(EXERCISE DESCRIPTION) Only these lines are needed: the first line of the entries below through the line with "positive clicks: (775, 242) (967, 97)", each returned exactly.

(DATA SHOWN)
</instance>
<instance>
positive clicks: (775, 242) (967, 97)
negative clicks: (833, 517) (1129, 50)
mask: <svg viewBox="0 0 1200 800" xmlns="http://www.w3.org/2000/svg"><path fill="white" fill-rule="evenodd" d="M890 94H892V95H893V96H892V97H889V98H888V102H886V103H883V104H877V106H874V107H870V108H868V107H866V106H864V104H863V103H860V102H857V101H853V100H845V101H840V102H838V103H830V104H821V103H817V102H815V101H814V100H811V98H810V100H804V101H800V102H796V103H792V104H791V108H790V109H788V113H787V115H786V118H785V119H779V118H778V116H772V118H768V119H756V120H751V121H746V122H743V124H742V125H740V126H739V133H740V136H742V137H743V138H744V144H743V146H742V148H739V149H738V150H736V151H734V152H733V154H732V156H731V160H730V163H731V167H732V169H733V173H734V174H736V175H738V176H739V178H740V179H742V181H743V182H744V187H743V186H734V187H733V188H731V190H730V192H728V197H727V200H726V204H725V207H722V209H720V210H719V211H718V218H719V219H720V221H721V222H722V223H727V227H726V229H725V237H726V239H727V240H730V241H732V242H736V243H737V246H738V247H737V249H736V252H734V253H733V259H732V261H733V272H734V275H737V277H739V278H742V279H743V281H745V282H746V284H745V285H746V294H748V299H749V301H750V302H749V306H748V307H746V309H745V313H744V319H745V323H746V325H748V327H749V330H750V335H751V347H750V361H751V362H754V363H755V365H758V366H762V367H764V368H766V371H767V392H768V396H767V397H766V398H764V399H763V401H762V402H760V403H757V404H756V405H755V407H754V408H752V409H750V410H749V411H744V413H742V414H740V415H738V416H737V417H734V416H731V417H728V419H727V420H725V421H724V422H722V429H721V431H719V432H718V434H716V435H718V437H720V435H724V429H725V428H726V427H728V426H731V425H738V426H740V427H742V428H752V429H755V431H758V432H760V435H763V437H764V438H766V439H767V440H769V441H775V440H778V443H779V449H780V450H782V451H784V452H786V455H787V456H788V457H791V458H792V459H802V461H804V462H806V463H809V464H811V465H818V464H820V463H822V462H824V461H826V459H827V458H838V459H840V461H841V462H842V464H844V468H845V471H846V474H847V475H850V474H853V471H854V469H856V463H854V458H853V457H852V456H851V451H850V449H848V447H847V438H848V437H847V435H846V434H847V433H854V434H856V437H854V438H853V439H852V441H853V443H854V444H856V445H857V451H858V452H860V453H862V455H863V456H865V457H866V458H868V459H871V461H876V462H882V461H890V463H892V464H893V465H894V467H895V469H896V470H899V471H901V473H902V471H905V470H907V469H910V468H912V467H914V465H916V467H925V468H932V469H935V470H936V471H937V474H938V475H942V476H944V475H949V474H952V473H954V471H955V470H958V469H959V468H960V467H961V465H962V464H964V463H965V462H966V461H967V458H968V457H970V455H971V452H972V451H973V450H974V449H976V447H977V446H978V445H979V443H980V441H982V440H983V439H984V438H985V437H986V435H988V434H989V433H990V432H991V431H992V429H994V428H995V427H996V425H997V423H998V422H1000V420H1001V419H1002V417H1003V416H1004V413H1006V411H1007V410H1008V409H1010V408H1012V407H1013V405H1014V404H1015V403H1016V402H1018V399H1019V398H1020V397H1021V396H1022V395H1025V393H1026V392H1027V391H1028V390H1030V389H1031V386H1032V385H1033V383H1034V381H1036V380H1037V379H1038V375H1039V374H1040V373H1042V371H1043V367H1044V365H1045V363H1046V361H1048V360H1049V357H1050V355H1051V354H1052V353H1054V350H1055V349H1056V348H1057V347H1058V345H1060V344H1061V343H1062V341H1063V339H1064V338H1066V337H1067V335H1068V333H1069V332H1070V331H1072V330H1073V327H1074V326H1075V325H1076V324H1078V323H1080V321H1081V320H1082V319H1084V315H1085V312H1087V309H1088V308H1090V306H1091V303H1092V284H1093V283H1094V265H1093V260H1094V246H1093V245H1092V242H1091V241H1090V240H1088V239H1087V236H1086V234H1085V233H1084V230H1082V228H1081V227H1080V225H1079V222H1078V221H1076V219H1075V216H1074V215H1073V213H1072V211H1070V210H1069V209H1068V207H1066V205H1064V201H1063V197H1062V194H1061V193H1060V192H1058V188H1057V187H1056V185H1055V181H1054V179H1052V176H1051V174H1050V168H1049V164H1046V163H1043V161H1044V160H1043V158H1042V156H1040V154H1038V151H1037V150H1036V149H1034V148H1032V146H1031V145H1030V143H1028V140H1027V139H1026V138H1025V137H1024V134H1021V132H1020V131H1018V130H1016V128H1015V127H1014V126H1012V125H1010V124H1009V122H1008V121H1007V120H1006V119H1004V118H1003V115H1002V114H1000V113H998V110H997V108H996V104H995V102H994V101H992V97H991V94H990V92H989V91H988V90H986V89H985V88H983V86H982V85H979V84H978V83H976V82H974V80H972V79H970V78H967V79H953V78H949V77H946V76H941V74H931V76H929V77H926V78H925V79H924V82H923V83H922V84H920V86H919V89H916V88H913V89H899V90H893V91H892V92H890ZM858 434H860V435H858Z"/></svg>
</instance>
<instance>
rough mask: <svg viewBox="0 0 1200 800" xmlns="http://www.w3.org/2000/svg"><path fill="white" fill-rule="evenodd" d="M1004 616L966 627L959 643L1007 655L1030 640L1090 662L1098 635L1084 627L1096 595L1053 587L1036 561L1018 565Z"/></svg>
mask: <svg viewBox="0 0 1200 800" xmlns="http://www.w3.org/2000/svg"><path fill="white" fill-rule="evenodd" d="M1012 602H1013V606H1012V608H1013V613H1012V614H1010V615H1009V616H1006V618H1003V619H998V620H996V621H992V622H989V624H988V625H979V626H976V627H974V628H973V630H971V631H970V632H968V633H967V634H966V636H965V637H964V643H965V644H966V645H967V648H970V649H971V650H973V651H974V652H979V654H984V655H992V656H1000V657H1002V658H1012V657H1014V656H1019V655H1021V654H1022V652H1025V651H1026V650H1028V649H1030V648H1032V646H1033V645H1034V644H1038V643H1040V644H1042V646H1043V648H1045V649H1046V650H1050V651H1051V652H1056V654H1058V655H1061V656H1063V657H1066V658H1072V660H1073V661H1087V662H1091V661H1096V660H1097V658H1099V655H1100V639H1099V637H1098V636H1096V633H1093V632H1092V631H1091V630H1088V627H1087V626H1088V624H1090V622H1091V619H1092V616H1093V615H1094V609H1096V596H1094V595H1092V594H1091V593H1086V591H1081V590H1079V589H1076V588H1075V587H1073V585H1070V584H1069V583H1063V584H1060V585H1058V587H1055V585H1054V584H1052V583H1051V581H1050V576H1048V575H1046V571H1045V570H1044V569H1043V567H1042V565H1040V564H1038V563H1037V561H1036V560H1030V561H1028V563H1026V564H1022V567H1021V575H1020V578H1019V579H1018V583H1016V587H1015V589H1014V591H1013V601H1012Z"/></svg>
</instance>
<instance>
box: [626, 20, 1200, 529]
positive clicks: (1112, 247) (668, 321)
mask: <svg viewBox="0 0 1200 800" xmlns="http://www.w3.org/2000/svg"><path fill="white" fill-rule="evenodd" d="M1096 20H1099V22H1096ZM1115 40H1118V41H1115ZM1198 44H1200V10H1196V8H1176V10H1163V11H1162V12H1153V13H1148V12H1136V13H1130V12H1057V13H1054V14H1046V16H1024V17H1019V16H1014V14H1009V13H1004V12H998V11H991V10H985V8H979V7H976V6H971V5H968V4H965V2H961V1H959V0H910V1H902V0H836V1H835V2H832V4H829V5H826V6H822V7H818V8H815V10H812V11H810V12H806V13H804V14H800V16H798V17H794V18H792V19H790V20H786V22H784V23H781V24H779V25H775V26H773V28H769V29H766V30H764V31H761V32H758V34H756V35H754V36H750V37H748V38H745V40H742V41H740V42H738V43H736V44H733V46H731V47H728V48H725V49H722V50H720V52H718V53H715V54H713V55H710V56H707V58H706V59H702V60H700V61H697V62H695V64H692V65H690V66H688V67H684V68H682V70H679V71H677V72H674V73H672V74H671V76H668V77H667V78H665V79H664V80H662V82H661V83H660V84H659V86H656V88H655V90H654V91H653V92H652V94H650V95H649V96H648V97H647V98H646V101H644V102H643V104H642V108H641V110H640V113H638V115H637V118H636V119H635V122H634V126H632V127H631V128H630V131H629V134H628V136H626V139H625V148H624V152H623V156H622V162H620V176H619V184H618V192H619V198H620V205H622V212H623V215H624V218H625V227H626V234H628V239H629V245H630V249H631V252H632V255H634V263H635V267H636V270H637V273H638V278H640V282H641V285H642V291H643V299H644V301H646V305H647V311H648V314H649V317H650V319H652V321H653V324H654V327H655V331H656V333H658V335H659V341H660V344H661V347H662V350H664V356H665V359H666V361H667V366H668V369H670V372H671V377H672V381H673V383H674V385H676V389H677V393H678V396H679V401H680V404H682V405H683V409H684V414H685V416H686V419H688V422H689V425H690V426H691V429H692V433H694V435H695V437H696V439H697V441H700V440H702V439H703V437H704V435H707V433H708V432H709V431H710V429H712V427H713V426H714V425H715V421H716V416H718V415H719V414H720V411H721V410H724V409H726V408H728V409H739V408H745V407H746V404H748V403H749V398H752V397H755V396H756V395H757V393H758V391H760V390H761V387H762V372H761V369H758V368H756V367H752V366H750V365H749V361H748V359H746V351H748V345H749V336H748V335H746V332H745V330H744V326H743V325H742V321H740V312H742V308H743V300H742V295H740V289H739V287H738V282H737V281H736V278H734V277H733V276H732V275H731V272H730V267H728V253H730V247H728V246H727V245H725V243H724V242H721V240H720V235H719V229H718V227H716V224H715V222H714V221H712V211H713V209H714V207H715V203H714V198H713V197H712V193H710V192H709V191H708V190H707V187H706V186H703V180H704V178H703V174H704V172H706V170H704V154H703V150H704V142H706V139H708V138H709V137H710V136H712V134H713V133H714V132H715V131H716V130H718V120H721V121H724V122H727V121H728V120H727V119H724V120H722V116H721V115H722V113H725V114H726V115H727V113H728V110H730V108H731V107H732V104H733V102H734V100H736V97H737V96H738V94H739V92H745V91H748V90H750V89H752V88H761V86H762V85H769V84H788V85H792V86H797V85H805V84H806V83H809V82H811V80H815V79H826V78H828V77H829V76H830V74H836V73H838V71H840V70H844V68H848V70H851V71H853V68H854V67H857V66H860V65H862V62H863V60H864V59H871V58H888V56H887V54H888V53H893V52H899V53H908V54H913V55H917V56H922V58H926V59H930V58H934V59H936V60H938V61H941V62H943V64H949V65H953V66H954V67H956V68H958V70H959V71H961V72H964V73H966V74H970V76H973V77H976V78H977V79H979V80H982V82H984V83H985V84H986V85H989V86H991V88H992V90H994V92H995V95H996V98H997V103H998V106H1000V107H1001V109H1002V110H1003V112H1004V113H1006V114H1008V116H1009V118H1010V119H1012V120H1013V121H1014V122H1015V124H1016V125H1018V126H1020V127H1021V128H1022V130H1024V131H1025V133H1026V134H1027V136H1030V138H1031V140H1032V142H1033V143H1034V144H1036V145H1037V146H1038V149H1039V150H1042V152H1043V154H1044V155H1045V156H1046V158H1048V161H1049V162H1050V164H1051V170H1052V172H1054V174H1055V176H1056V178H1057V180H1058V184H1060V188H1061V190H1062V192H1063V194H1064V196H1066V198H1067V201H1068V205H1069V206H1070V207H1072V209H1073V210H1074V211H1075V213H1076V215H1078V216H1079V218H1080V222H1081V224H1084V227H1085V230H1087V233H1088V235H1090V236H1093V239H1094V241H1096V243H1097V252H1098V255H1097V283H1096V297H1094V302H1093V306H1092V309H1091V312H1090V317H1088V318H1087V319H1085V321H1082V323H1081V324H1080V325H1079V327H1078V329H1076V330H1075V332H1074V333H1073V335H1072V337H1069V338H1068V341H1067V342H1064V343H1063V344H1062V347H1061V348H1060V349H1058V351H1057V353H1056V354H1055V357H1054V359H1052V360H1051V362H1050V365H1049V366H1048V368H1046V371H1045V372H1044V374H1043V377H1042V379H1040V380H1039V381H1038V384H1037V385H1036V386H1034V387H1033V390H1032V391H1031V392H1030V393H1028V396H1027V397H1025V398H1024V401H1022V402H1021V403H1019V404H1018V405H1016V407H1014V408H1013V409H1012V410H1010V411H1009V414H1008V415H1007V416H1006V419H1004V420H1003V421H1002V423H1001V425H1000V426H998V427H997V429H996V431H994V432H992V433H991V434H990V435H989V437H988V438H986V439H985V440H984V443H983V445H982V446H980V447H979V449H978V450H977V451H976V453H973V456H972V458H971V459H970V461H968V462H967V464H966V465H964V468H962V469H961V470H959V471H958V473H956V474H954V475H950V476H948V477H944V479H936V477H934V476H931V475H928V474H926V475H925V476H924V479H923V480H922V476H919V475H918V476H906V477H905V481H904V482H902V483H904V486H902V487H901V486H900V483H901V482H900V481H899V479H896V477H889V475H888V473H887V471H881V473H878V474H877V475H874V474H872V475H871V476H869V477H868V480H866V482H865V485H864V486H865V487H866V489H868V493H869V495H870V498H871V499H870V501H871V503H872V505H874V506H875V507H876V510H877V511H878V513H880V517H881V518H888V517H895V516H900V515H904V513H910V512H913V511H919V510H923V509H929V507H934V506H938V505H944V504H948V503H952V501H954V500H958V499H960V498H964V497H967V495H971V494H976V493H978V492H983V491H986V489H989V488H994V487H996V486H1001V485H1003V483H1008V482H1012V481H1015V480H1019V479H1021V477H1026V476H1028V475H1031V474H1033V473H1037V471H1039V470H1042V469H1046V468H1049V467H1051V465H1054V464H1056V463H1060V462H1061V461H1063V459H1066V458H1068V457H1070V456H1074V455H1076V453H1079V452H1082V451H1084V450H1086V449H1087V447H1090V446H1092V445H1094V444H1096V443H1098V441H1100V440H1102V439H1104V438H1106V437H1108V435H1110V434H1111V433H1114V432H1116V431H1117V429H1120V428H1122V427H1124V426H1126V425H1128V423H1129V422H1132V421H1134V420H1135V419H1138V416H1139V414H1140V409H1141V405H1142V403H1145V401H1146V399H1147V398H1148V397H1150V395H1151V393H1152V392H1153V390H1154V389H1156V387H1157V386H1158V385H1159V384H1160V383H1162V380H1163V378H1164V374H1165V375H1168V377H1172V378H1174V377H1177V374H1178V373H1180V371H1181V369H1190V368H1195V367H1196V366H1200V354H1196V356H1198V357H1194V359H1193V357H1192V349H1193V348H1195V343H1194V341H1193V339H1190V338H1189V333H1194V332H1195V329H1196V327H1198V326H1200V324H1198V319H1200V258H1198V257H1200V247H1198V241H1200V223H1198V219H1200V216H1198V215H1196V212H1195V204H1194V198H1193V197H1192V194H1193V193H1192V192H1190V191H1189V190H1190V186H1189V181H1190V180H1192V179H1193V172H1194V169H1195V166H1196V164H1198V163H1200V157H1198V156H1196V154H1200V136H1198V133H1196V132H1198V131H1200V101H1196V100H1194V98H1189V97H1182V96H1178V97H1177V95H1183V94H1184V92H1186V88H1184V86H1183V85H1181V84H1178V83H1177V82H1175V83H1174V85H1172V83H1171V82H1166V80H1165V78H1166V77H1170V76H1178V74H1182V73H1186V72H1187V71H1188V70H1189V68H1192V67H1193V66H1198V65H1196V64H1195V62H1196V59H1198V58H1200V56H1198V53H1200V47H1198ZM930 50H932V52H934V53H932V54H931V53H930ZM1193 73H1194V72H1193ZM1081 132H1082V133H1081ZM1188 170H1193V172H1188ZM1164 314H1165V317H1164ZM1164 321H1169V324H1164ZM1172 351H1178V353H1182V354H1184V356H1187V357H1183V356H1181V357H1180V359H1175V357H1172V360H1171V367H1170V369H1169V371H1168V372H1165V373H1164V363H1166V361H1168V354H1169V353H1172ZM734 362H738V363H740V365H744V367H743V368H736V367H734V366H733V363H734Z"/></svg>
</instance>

(RESULT FOR THIS TASK)
</instance>
<instance>
positive clicks: (775, 242) (967, 97)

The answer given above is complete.